Document excerpt:
-- Opening Marker --

Question: [limma] Define contrasts for model with covariates
0
16 months ago by
enricoferrero570
Switzerland
enricoferrero570 wrote:

I'm having a hard time understanding how to pull out the relevant contrasts when using a model with covariates in limma.

Let's say I have the following gene expression matrix and experimental variables:

library(limma)
set.seed(16)

mat <- matrix(rnorm(600), 100, 6)

age <- c(45, 55, 47, 56, 43, 56)
gender <- factor(c("M", "F", "F", "F", "M", "F"))
condition <- factor(c(rep("healthy", 3), rep("disease", 3)), levels = c("healthy", "disease"))

If I were to use a very simple design (~ condition) then I could easily identify genes differentially expressed in disease vs healthy both using a treatment-contrast parametrization (case A below) or using a group-means parametrization and manually defining the contrast (case B below):

# case A: simple design; treatment-contrast parametrization
design_A <- model.matrix(~ condition)
fit_A <- lmFit(mat, design_A)
fit_A <- eBayes(fit_A)
tt_A <- topTable(fit_A, coef = "conditiondisease")

# case B: simple design; group-means parametrization
design_B <- model.matrix(~ 0 + condition)
fit_B <- lmFit(mat, design_B)
cont.matrix_B <- makeContrasts(diseaseVShealthy = conditiondisease - conditionhealthy, levels = design_B)
fit_B <- contrasts.fit(fit_B, cont.matrix_B)
fit_B <- eBayes(fit_B)
tt_B <- topTable(fit_B, coef = "diseaseVShealthy")

In fact, in this case the tt_A and tt_B tables contain the same results.

However, if I want to use a more complex design (~ age + gender + condition), I can still do the treatment-contrast parametrization (case C below) but I can no longer do the group-means parametrization because I'm missing the conditionhealthy column in the design matrix (case D below):

# case C: complex design; treatment-contrast parametrization
design_C <- model.matrix(~ age + gender + condition)
fit_C <- lmFit(mat, design_C)
fit_C <- eBayes(fit_C)
tt_C <- topTable(fit_C, coef = "conditiondisease")

# case D: simple design; group-means parametrization
design_D <- model.matrix(~ 0 + age + gender + condition)
fit_D <- lmFit(mat, design_D)
cont.matrix_D <- makeContrasts(diseaseVShealthy = conditiondisease - conditionhealthy, levels = design_D)

Error in eval(ej, envir = levelsenv) :

#fit_D <- contrasts.fit(fit_D, cont.matrix_D)
#fit_D <- eBayes(fit_D)
#tt_D <- topTable(fit_D, coef = "diseaseVShealthy")

I would like to use the group-means parametrization with the more complex design because I think it's much clearer what's going on.

How can I do that?

Thank you!

P.S.: Note that I also don't completely understand the expressions "treatment-contrasts" and "group-means" parametrization, but this is what they are called on the limma user guide (section 9.2).

-- Closing Marker --

Referring expression pointing data
-- Opening Marker --

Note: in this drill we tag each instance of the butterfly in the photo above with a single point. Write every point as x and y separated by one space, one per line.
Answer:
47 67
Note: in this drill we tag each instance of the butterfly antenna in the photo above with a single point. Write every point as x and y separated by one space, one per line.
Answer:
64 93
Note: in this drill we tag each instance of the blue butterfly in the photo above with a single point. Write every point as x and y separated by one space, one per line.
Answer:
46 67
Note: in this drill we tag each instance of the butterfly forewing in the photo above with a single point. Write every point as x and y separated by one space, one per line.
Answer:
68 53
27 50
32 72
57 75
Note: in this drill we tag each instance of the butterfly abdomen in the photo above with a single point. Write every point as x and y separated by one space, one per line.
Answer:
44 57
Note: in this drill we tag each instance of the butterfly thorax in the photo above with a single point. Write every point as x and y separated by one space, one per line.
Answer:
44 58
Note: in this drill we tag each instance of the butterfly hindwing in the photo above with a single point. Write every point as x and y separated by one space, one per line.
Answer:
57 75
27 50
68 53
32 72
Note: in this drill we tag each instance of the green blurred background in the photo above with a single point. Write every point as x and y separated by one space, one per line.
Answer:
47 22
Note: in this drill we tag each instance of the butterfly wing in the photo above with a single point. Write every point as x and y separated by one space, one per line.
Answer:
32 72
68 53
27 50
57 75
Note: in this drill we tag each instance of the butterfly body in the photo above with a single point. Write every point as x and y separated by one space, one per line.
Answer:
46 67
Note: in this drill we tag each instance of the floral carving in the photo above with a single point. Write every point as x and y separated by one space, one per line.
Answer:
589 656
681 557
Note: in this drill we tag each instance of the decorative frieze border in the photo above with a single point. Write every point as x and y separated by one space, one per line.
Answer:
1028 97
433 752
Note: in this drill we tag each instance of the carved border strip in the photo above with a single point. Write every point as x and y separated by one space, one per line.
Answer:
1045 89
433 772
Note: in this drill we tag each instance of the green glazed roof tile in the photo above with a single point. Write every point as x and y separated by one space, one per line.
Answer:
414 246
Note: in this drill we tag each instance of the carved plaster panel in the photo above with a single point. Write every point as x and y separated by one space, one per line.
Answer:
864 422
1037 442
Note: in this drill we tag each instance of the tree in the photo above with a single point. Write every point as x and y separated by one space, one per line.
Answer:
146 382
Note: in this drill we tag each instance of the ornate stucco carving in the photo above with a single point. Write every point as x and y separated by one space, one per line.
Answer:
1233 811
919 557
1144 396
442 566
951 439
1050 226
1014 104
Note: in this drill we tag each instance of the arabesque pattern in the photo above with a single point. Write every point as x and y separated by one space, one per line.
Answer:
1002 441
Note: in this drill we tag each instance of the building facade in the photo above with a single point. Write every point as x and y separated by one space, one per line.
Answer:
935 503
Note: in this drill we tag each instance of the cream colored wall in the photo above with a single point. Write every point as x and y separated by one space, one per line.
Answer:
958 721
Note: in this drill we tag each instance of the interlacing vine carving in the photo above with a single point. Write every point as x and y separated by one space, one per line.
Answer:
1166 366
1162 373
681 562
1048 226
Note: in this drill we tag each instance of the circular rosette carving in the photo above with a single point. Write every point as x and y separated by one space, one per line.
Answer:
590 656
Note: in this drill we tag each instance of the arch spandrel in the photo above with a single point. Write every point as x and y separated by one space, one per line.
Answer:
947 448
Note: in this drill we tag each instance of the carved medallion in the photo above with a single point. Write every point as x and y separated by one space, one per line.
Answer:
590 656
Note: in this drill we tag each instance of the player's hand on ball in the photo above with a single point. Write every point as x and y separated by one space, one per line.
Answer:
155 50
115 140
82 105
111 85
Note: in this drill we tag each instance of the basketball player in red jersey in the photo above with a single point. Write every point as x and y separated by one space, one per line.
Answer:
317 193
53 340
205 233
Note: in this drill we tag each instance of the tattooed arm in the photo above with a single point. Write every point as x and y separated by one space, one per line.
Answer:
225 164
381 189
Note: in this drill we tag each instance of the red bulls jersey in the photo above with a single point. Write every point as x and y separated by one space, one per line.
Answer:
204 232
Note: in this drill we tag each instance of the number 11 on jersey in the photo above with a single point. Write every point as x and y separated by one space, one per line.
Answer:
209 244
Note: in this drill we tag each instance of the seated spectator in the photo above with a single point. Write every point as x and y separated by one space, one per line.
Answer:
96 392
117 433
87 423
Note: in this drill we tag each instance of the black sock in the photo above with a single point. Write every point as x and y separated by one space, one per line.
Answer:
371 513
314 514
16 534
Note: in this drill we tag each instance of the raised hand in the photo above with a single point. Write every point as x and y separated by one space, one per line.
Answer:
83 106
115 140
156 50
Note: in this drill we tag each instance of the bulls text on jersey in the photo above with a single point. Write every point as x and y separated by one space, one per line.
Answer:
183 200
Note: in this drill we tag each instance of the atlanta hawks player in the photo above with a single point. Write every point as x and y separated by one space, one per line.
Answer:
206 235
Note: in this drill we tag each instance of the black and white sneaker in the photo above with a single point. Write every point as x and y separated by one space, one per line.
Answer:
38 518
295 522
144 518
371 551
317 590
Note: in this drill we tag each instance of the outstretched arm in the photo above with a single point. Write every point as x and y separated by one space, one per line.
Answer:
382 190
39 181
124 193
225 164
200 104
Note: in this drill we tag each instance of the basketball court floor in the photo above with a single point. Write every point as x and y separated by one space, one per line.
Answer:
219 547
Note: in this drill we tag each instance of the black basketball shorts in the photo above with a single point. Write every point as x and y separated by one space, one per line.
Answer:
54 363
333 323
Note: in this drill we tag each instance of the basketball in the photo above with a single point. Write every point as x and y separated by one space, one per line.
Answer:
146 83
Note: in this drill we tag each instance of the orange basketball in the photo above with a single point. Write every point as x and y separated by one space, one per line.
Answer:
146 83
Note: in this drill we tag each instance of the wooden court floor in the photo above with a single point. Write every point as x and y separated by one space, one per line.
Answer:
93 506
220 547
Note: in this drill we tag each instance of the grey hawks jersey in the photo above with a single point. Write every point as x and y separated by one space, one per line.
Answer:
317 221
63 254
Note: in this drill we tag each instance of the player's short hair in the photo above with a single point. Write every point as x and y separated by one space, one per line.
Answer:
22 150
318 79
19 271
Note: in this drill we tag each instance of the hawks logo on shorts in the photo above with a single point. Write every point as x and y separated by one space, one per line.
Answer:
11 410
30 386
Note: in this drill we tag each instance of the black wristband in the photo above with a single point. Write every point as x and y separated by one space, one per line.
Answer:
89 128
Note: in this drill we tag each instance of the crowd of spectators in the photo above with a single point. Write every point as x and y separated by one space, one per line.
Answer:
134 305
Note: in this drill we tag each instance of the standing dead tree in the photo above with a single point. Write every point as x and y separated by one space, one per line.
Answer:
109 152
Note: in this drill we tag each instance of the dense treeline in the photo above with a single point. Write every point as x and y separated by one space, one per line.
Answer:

-- Closing Marker --

How to complete this task: Pick up the forum thread on limma contrasts after its last sentence and continue it.

Answer space:
modified 16 months ago by Gordon Smyth39k • written 16 months ago by enricoferrero570
Answer: [limma] Define contrasts for model with covariates
2
16 months ago by
Gordon Smyth39k
Walter and Eliza Hall Institute of Medical Research, Melbourne, Australia
Gordon Smyth39k wrote:

Just be sure to put condition first in the linear model:

sign_D <- model.matrix(~ 0 + condition + age + gender)

Then you can use contrasts just as you did in Case B.

Thanks Gordon!

Can you please explain why that's the case? I.e.: why only the first categorical variable in the formula gets both levels as coefficients?

2

Because every following term is interpreted as an additive effect. In Gordon's model above:

• There is no intercept because of the ~0.
• condition has healthy and disease levels. There's no intercept, so the function creates a term for healthy, and another term for disease, representing the average log-expression in each group.
• age is real valued, so this just gets added as an extra column.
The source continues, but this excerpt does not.